--- start of Excerpted records ---
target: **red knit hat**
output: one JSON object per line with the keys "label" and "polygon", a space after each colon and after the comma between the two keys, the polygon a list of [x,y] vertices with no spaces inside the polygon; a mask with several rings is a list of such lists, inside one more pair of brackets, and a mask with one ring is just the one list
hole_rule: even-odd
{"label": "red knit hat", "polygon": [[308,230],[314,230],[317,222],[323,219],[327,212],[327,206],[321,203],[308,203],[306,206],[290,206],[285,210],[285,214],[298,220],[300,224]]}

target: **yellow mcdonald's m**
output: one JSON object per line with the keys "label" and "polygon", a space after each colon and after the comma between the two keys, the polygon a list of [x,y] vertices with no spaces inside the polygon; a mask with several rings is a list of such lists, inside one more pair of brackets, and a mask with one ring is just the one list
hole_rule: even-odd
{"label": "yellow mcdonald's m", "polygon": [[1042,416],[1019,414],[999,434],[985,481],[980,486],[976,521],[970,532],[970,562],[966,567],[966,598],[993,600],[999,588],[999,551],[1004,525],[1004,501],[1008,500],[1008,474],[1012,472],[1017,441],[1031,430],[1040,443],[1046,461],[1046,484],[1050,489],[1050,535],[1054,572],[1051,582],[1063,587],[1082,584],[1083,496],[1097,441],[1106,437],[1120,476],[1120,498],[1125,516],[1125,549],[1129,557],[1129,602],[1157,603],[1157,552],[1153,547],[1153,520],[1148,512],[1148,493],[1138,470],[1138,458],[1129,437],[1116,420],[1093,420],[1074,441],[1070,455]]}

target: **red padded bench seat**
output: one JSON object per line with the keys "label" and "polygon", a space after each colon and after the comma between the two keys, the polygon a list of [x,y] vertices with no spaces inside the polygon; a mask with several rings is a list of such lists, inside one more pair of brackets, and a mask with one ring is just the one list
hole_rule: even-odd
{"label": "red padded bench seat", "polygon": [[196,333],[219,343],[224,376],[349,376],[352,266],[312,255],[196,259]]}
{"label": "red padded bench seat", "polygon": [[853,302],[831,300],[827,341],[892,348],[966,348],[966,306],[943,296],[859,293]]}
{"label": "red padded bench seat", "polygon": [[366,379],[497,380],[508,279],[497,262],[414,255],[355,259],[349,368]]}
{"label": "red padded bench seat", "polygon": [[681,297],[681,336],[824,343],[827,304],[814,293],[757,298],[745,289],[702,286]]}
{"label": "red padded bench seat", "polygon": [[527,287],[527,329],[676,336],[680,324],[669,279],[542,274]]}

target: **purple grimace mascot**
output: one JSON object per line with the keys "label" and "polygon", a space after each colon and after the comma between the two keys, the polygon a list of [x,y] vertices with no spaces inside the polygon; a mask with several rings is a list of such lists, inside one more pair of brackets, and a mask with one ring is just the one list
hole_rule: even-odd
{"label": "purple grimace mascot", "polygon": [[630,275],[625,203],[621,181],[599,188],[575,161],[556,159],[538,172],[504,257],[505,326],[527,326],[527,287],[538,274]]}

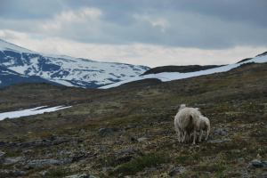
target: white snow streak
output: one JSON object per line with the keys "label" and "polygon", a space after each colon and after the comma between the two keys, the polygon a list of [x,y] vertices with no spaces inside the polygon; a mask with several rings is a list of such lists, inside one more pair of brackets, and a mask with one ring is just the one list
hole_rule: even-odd
{"label": "white snow streak", "polygon": [[204,75],[209,75],[209,74],[214,74],[214,73],[220,73],[220,72],[226,72],[226,71],[229,71],[232,69],[238,68],[239,66],[240,66],[242,64],[248,63],[248,62],[255,62],[255,63],[267,62],[267,55],[255,57],[251,60],[248,60],[247,61],[243,61],[243,62],[240,62],[240,63],[229,64],[229,65],[226,65],[226,66],[222,66],[222,67],[219,67],[219,68],[214,68],[214,69],[206,69],[206,70],[200,70],[200,71],[197,71],[197,72],[188,72],[188,73],[162,72],[162,73],[158,73],[158,74],[149,74],[149,75],[145,75],[145,76],[139,76],[139,77],[132,77],[128,80],[124,80],[124,81],[117,82],[117,83],[115,83],[115,84],[104,85],[104,86],[101,86],[101,87],[99,87],[99,88],[100,89],[112,88],[112,87],[119,86],[123,84],[126,84],[126,83],[129,83],[129,82],[142,80],[142,79],[147,79],[147,78],[158,78],[158,79],[161,80],[162,82],[167,82],[167,81],[189,78],[189,77],[198,77],[198,76],[204,76]]}
{"label": "white snow streak", "polygon": [[71,106],[55,106],[51,108],[45,108],[46,106],[36,107],[33,109],[27,109],[24,110],[10,111],[0,113],[0,120],[4,118],[17,118],[20,117],[28,117],[37,114],[44,114],[44,112],[53,112],[64,109],[69,109]]}

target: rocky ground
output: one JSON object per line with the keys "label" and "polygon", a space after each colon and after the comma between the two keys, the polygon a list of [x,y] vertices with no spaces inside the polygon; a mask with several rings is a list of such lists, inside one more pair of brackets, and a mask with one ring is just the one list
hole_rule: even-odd
{"label": "rocky ground", "polygon": [[[267,177],[267,64],[149,84],[0,90],[1,111],[73,106],[0,121],[0,177]],[[207,142],[177,142],[181,103],[210,118]]]}

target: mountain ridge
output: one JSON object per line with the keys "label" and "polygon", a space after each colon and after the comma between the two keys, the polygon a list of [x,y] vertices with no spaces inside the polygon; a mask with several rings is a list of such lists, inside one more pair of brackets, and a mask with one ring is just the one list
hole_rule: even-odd
{"label": "mountain ridge", "polygon": [[37,76],[52,83],[84,88],[96,88],[113,84],[139,76],[150,69],[142,65],[44,54],[2,39],[0,63],[3,68],[24,76]]}

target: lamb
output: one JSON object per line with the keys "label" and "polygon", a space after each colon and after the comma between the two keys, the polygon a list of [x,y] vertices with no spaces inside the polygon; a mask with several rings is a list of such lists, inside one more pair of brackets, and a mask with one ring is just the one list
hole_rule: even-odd
{"label": "lamb", "polygon": [[187,108],[182,104],[174,117],[174,128],[178,135],[178,142],[190,141],[193,134],[193,142],[196,143],[197,131],[199,132],[198,142],[201,142],[203,131],[206,131],[207,140],[210,133],[209,119],[200,113],[198,109]]}
{"label": "lamb", "polygon": [[[198,109],[187,108],[182,104],[174,117],[174,128],[177,133],[178,142],[184,142],[189,138],[192,130],[195,130],[194,123],[201,115]],[[194,141],[196,136],[194,135]]]}

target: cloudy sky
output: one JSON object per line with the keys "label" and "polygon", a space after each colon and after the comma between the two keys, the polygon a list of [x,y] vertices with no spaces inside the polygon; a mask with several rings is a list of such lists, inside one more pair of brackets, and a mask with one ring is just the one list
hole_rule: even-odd
{"label": "cloudy sky", "polygon": [[0,38],[104,61],[225,64],[267,51],[266,0],[0,0]]}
--- end of Excerpted records ---
Output the records above as a two-column CSV headed input and output, with one row per record: the record's text under input and its answer under output, each in a double-quoted field with line breaks replaced by spaces. Leave the pictures out.

input,output
"target: **red knit hat** output: one JSON object per line with the keys ""label"" and ""polygon"", a space after each colon and after the comma between the two keys, the polygon a list of [x,y] vertices with no spaces inside the polygon; a mask with several rings is a list of such lists, inside one more pair of brackets, and a mask with one ring is just the one list hole_rule: even-odd","{""label"": ""red knit hat"", ""polygon"": [[308,230],[314,230],[317,222],[323,219],[327,212],[327,206],[321,203],[308,203],[306,206],[290,206],[285,210],[285,214],[298,220],[300,224]]}"
"target: **yellow mcdonald's m** output: one JSON object per line with the keys ""label"" and ""polygon"", a space after each colon and after the comma between the two keys, the polygon a list of [x,y] vertices with no spaces inside the polygon; a mask with several rings is a list of such lists, inside one more pair of brackets, and a mask with one ring is just the one list hole_rule: even-odd","{""label"": ""yellow mcdonald's m"", ""polygon"": [[1042,416],[1019,414],[999,434],[985,481],[980,486],[976,521],[970,532],[970,562],[966,567],[966,598],[993,600],[999,588],[999,551],[1004,525],[1004,501],[1008,500],[1008,474],[1012,472],[1017,441],[1031,430],[1040,443],[1046,461],[1046,484],[1050,489],[1050,535],[1054,572],[1051,582],[1063,587],[1082,584],[1083,496],[1097,441],[1106,437],[1120,476],[1120,498],[1125,516],[1125,549],[1129,557],[1129,602],[1157,603],[1157,552],[1153,547],[1153,520],[1148,512],[1148,493],[1138,470],[1138,458],[1129,437],[1116,420],[1093,420],[1074,441],[1070,455]]}"
"target: **red padded bench seat** output: one JSON object per line with the keys ""label"" and ""polygon"", a space after each colon and after the comma between the two keys, the polygon a list of [x,y] vertices with no spaces inside the polygon; a mask with several rings is a list of such lists, inside one more pair of brackets, and a mask with one ring is just the one list hole_rule: even-odd","{""label"": ""red padded bench seat"", ""polygon"": [[196,333],[219,343],[224,376],[349,376],[352,266],[312,255],[196,259]]} {""label"": ""red padded bench seat"", ""polygon"": [[853,302],[831,300],[827,341],[892,348],[966,348],[966,306],[943,296],[859,293]]} {""label"": ""red padded bench seat"", ""polygon"": [[366,379],[497,380],[508,279],[497,262],[414,255],[355,259],[349,368]]} {""label"": ""red padded bench seat"", ""polygon"": [[681,297],[681,336],[824,343],[827,304],[814,293],[757,298],[745,289],[702,286]]} {""label"": ""red padded bench seat"", ""polygon"": [[527,287],[527,329],[676,336],[680,324],[669,279],[542,274]]}"
"target: **purple grimace mascot** output: one JSON object per line with the keys ""label"" and ""polygon"", a space after each colon and after the comma between the two keys, the polygon a list of [x,y] vertices with no spaces inside the polygon; a mask with several rings is a list of such lists, inside one more pair of brackets, and a mask with one ring is just the one list hole_rule: even-odd","{""label"": ""purple grimace mascot"", ""polygon"": [[630,275],[625,203],[621,181],[599,188],[575,161],[556,159],[538,172],[504,257],[505,326],[527,326],[527,287],[538,274]]}"
"target: white snow streak output: one JSON object per line with the keys ""label"" and ""polygon"", a space after each colon and after the comma between the two keys, the polygon a list of [x,y] vertices with no spaces inside the polygon; a mask with several rings is a list of such lists, inside one more pair of brackets, and a mask with one ring is just the one list hole_rule: even-odd","{""label"": ""white snow streak"", ""polygon"": [[204,75],[209,75],[209,74],[214,74],[214,73],[220,73],[220,72],[226,72],[226,71],[229,71],[232,69],[238,68],[239,66],[240,66],[242,64],[248,63],[248,62],[255,62],[255,63],[267,62],[267,55],[255,57],[251,60],[248,60],[247,61],[243,61],[243,62],[240,62],[240,63],[229,64],[229,65],[226,65],[226,66],[222,66],[222,67],[219,67],[219,68],[214,68],[214,69],[206,69],[206,70],[200,70],[200,71],[197,71],[197,72],[188,72],[188,73],[162,72],[162,73],[158,73],[158,74],[149,74],[149,75],[145,75],[145,76],[139,76],[139,77],[132,77],[128,80],[124,80],[124,81],[117,82],[117,83],[115,83],[115,84],[104,85],[104,86],[101,86],[101,87],[99,87],[99,88],[100,89],[112,88],[112,87],[119,86],[123,84],[126,84],[126,83],[129,83],[129,82],[142,80],[142,79],[147,79],[147,78],[158,78],[158,79],[161,80],[162,82],[167,82],[167,81],[189,78],[189,77],[198,77],[198,76],[204,76]]} {""label"": ""white snow streak"", ""polygon"": [[71,106],[55,106],[51,108],[45,108],[46,106],[36,107],[33,109],[27,109],[24,110],[10,111],[0,113],[0,120],[4,118],[17,118],[20,117],[28,117],[37,114],[44,114],[44,112],[53,112],[64,109],[69,109]]}"
"target: rocky ground output: one JSON object per line with the keys ""label"" and ""polygon"", a space after each colon and after the comma between the two keys, the polygon a list of [x,y] vertices with no spaces inside the polygon; a mask with several rings is a list of such lists, inside one more pair of brackets, and a mask with one ring is just the one list hole_rule: even-odd","{""label"": ""rocky ground"", ""polygon"": [[[267,177],[267,64],[149,84],[0,90],[1,111],[73,106],[0,121],[0,177]],[[207,142],[177,142],[181,103],[210,118]]]}"
"target: mountain ridge output: one JSON object per line with the keys ""label"" and ""polygon"", a space after each colon and after the comma between the two keys, the polygon a list of [x,y] vertices with no spaces inside the polygon; a mask with several rings is a list of such lists, inside one more pair of brackets, and a mask with one ring is just the one list hole_rule: even-odd","{""label"": ""mountain ridge"", ""polygon"": [[37,76],[52,83],[84,88],[96,88],[113,84],[139,76],[150,69],[142,65],[44,54],[2,39],[0,63],[3,68],[24,76]]}"
"target: lamb output: one JSON object per line with the keys ""label"" and ""polygon"", a space after each colon and after the comma between the two keys, the polygon a list of [x,y] vertices with no spaces inside the polygon; a mask with several rings is a list of such lists, inside one more pair of brackets, and a mask with one ring is just the one list hole_rule: even-odd","{""label"": ""lamb"", ""polygon"": [[187,108],[182,104],[174,117],[174,128],[178,135],[178,142],[190,141],[193,134],[193,142],[196,143],[197,131],[199,132],[198,142],[201,142],[203,131],[206,131],[207,140],[210,133],[209,119],[200,113],[198,109]]} {""label"": ""lamb"", ""polygon"": [[[198,109],[187,108],[182,104],[174,117],[174,128],[177,133],[178,142],[184,142],[189,138],[192,130],[195,130],[194,123],[201,115]],[[194,141],[196,136],[194,135]]]}"
"target: cloudy sky output: one JSON object per line with the keys ""label"" and ""polygon"", a space after each colon and after the comma between the two keys, the polygon a list of [x,y] vertices with no spaces inside the polygon; a mask with several rings is a list of such lists, inside one more pair of brackets, and a mask with one ring is just the one list hole_rule: even-odd","{""label"": ""cloudy sky"", ""polygon"": [[0,38],[104,61],[225,64],[267,51],[266,0],[0,0]]}"